#### Jobs:
1/ Swap "weeknight meal" for "family dinner" in the salmon recipe, and give the passage from "Application Recipe" to "no specialty ingredients.".
2/ Do the following statements agree with the salmon recipe? For each, answer yes or no and quote the deciding words. (a) The oven is heated to 425°F. (b) The recipe serves four. (c) The salmon is coated with a mixture that includes lemon juice and oregano.
3/ Continue the Mediterranean salmon recipe after its final line.

Application Recipe
Mediterranean Salmon
This recipe exists to make salmon a repeatable weeknight meal using the Mediterranean meal structure — fish, olive oil, acid, and vegetables — with minimal prep and no specialty ingredients.

Snapshot
- Prep: 10 minutes
- Cook: 12–15 minutes
- Total: 25 minutes
- Serves: 2
- Skill: basic
- Equipment: oven, baking sheet, small bowl
- Best for: weeknight dinners, meal prep
At a Glance
Pattern: oily fish + olive oil + acid + vegetables
Omega-3 per serving: ~1.8–2.2g EPA + DHA (Atlantic salmon)
Ingredients
Salmon
- 2 salmon fillets (5–6 oz each), skin on or off
- 2 tablespoons extra-virgin olive oil
- 1 lemon, half juiced, half sliced for serving
- 2 garlic cloves, minced or thinly sliced
- ½ teaspoon dried oregano
- Salt and black pepper
Vegetables (roast alongside)
- 1 pint cherry tomatoes, halved
- 1 medium zucchini, sliced into half-moons
- 1 tablespoon olive oil
- Salt and black pepper
Method
- Heat oven to 425°F (220°C). Line a baking sheet with parchment.
- Toss tomatoes and zucchini with 1 tablespoon olive oil, salt, and pepper. Spread on one side of the baking sheet.
- Pat salmon fillets dry. Combine 2 tablespoons olive oil, lemon juice, garlic, oregano, salt, and pepper. Coat salmon with the mixture.
- Place salmon on the other side of the baking sheet, skin side down.
- Roast 12–15 minutes until salmon flakes easily at the thickest point. Vegetables should be tender and beginning to brown.

#### Rows:
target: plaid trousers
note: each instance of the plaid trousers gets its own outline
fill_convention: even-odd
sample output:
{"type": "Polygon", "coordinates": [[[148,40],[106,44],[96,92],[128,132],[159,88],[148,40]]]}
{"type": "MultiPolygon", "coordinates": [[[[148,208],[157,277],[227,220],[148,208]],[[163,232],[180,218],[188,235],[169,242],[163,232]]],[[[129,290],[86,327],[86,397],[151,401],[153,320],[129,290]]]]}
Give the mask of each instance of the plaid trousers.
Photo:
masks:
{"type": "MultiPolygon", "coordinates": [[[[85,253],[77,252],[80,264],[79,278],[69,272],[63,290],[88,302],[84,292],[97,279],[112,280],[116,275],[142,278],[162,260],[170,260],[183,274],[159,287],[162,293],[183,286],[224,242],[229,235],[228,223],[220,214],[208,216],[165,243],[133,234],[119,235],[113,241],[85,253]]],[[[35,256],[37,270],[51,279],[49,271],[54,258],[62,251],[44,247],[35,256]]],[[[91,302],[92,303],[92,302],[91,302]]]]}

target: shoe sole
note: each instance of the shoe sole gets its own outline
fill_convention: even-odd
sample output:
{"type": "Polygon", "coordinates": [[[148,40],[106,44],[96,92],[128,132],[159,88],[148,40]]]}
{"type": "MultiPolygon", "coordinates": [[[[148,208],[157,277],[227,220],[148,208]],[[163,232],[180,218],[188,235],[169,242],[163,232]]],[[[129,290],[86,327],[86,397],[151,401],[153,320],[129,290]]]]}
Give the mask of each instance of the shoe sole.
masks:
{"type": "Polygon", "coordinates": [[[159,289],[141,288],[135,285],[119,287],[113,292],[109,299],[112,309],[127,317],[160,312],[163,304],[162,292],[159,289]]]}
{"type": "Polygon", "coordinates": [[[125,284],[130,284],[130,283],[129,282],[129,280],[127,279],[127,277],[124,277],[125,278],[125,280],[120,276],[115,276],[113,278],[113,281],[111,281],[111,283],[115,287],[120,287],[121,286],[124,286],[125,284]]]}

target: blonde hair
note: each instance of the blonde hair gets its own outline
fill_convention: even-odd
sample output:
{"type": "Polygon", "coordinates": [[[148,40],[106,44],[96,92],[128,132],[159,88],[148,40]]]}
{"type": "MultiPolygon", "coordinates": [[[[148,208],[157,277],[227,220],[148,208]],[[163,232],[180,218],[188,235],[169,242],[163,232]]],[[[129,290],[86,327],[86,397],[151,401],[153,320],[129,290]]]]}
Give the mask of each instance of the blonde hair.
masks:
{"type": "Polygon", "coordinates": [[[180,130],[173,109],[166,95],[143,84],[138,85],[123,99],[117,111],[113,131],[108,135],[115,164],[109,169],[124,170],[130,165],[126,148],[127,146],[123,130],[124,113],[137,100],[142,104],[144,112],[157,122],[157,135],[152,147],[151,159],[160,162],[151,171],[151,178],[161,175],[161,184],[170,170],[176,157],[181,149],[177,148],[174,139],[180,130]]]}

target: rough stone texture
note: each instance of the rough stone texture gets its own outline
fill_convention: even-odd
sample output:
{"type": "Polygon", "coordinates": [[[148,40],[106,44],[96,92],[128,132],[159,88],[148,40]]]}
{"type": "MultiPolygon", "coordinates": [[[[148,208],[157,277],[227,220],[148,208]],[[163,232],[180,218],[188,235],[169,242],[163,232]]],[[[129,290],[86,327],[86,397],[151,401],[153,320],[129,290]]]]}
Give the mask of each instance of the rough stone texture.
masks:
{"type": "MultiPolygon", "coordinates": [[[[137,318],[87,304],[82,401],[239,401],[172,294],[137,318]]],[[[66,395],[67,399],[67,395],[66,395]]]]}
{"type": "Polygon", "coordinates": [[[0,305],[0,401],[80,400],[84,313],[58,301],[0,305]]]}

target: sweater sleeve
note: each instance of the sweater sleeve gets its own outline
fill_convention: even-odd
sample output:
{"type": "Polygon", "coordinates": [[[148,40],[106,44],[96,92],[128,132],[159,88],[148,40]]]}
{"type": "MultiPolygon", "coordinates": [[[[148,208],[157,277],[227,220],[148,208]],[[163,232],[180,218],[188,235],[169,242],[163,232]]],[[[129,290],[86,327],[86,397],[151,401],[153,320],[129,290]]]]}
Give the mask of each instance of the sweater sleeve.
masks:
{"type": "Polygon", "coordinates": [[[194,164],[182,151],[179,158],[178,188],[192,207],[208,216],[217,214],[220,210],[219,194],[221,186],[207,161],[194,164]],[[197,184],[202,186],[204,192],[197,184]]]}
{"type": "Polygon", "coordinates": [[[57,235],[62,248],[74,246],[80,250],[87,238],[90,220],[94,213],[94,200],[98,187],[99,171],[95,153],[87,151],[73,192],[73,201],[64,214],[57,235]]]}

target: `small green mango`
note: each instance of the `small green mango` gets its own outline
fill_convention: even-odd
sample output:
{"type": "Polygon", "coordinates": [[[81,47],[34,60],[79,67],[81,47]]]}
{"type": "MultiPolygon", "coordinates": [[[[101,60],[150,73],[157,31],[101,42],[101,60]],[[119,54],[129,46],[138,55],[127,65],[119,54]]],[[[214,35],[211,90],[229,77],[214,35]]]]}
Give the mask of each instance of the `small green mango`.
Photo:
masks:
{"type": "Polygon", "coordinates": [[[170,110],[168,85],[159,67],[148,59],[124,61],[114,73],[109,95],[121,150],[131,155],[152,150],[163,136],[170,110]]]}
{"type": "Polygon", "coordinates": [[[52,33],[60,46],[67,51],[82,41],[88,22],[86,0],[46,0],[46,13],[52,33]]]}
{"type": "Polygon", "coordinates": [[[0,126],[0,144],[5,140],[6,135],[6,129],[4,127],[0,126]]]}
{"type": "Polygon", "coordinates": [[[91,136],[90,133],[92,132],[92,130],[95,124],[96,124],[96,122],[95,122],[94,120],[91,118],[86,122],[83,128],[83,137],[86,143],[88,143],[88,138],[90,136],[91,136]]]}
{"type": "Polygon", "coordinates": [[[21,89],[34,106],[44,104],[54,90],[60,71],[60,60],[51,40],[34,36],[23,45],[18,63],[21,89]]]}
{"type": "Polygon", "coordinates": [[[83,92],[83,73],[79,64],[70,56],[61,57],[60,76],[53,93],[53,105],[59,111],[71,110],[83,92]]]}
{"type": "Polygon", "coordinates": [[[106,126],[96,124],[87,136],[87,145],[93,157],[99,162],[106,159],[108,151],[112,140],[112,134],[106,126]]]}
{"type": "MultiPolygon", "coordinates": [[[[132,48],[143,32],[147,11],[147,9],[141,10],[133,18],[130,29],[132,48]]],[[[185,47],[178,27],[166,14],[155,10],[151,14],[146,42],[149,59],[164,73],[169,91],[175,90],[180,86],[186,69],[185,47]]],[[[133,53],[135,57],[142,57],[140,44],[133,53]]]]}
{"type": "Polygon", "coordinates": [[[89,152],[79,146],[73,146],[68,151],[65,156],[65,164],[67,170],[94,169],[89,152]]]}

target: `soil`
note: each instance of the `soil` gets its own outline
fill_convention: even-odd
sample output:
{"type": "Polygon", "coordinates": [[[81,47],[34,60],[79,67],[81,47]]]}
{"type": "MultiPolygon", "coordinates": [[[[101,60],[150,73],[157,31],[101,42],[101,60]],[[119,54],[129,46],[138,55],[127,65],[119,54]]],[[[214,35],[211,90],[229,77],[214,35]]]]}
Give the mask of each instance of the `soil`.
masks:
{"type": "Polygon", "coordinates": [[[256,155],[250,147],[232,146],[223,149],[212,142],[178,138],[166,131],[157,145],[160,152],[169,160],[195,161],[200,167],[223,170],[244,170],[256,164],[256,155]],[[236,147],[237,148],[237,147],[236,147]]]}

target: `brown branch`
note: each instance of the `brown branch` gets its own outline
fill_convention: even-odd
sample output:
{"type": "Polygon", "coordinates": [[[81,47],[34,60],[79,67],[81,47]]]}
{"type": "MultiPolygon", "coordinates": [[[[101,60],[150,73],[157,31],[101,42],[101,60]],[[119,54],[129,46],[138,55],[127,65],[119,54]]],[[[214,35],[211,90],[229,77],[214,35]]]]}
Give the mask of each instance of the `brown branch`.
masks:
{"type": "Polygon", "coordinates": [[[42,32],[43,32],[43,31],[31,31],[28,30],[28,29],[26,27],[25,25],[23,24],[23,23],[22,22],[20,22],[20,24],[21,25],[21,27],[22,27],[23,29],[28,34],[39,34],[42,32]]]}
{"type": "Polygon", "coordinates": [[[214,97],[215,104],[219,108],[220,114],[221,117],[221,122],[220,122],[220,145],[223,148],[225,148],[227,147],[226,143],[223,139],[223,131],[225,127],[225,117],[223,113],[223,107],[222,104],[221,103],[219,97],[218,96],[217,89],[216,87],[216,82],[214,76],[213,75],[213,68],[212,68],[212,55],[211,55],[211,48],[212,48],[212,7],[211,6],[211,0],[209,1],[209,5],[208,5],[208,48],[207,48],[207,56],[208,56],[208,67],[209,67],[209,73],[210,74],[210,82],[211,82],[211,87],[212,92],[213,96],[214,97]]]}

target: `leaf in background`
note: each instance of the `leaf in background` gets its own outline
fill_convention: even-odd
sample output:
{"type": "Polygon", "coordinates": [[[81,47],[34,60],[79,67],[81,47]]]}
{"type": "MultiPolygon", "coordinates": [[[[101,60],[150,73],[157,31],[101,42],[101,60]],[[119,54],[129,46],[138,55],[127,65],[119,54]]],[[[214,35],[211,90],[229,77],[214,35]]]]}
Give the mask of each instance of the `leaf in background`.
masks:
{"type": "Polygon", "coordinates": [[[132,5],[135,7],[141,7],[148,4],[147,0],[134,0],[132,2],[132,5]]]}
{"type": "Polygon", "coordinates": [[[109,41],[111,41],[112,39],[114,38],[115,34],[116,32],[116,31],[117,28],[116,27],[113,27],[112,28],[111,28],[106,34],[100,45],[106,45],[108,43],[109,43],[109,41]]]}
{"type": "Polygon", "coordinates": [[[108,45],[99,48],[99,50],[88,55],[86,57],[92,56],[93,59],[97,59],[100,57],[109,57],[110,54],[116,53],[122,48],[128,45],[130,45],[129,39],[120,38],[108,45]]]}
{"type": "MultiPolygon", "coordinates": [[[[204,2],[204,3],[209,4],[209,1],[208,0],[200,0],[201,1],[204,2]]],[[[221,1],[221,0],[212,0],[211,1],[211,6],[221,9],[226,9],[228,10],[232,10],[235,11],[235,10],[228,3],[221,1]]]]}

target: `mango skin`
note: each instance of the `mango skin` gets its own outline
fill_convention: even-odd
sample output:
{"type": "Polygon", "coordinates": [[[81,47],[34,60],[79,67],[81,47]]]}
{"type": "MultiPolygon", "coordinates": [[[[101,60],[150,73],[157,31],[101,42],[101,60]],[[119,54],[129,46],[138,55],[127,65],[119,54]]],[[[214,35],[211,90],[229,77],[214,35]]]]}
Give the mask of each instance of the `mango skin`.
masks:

#### Answer list:
1/
Application Recipe
Mediterranean Salmon
This recipe exists to make salmon a repeatable family dinner using the Mediterranean meal structure — fish, olive oil, acid, and vegetables — with minimal prep and no specialty ingredients.

2/
(a) Yes: "Heat oven to 425°F (220°C)."
(b) No: "Serves: 2"
(c) Yes: "Combine 2 tablespoons olive oil, lemon juice, garlic, oregano, salt, and pepper. Coat salmon with the mixture."

3/
- Serve immediately with lemon slices.
Swaps and Adaptations
Fish: Atlantic or chub mackerel, trout, or sardines work in the same preparation. Adjust cook time — mackerel and trout are similar; sardines are shorter at 8–10 minutes.
Vegetables: bell peppers, fennel, asparagus, or any quick-roasting vegetable. Use whatever is available.
Acid: red wine vinegar works in place of lemon juice. Capers add additional acidity and are traditional in Mediterranean fish preparations.
No oven: pan-sear salmon skin-side down in an oven-safe skillet over medium-high heat for 4–5 minutes, then flip and cook 2–3 minutes more. Roast vegetables separately or use pre-cooked.
Nutrition Note
Atlantic salmon provides 1.8–2.2g EPA + DHA per serving — two servings per week covers the recommended omega-3 intake from food sources for most adults. Olive oil adds monounsaturated fat and polyphenols. The combination of fish and olive oil reflects the core fat profile of the Mediterranean pattern.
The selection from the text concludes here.